By Ryan Packer
A week remains before the City Council is set to finalize Seattle’s 2022 budget, providing most of the financial framework for the first year of Mayor-elect Bruce Harrell’s administration. As the council is set to debate last-minute tweaks, most of the discussion around the $7.1 billion budget has focused on the subject of funds to hire additional Seattle Police Department officers, and whether scaling back assumptions around how many officers the department will be able to hire constitutes a “cut” to SPD’s budget.
The budget prepared by Mayor Jenny Durkan assumes that SPD would have included funds to hire around 30 more officers than are expected to leave the department next year; the adjustments made by the council assume that staffing will stay steady, with 125 officers leaving and not being replaced. It is that difference, along with a few other tweaks that has prompted the outgoing mayor to accuse the council of proposing “one of the largest cuts to public safety to date”. From the perspective of multiple councilmembers, the adjustment constitutes a right-sizing of the fund for new hires, preventing SPD from having more funds available to move around for other purposes.
The total funds allocated to SPD next year would be approximately $365 million, the largest single portion of the nearly $800 million public safety budget that makes up half of the city’s general fund.
The council budget also would divert funds earmarked for an expansion of the Community Service Officer division, which is still scaling up its team of 18 officers. The CSO program, rebooted in 2019, has been held up as an example of public safety programs based around non-armed officers. But as that unit fully staffs up and reports on its results, the council is moving forward with alternative emergency response units outside the department. This budget would allocate $2.5 million to expand mobile mental health crisis services via teams currently operated by the Downtown Emergency Services Center. Those teams dispatch to a person in crisis at the request of first responders.
The Seattle Fire Department is also developing a team of civilian responders, called Triage One, but doesn’t expect to staff that team until late summer or early fall, and the council has responded by diverting most of the proposed funding for that program to other, more immediate priorities. The budget does include funding for an additional 20 recruits in the Seattle Fire Department, with 60 new firefighters expected next year.
########
**WHAT YOU WILL DO:**
In the article on Seattle's 2022 budget, how much money would the budget allocate to expand mobile mental health crisis services? You won't need any of the records.

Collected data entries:
########
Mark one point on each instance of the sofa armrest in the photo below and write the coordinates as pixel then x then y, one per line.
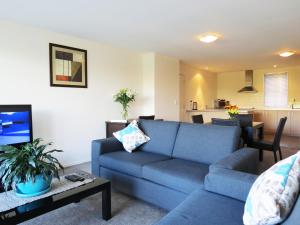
pixel 244 159
pixel 231 183
pixel 103 146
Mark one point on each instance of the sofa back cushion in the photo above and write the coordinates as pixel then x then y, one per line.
pixel 205 143
pixel 162 136
pixel 294 216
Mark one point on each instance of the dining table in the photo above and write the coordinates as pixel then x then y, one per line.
pixel 255 131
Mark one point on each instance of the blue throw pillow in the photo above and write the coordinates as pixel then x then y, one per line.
pixel 131 136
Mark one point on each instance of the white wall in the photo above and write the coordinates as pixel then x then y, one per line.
pixel 70 117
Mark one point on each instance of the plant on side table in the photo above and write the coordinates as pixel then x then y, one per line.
pixel 29 169
pixel 125 97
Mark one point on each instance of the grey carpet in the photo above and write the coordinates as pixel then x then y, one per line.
pixel 125 211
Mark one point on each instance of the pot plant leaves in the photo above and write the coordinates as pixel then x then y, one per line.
pixel 25 163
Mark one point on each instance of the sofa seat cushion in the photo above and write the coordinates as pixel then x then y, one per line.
pixel 205 208
pixel 129 163
pixel 178 174
pixel 205 143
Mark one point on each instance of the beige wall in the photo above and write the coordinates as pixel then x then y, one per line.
pixel 196 85
pixel 230 82
pixel 70 117
pixel 166 88
pixel 148 75
pixel 161 86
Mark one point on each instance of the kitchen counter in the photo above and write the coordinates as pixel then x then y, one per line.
pixel 243 110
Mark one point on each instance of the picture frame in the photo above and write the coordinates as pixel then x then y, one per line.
pixel 68 66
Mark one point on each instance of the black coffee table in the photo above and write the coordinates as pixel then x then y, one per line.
pixel 42 206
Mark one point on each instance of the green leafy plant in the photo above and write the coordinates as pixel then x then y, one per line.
pixel 125 96
pixel 25 163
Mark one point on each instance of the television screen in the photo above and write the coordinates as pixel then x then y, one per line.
pixel 15 124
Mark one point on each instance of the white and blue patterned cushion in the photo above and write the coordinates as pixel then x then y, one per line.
pixel 131 136
pixel 274 193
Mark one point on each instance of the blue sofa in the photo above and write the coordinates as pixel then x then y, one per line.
pixel 171 169
pixel 221 204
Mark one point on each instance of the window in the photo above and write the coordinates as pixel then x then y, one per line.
pixel 276 90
########
**SOLUTION TO THE PROBLEM:**
$2.5 million.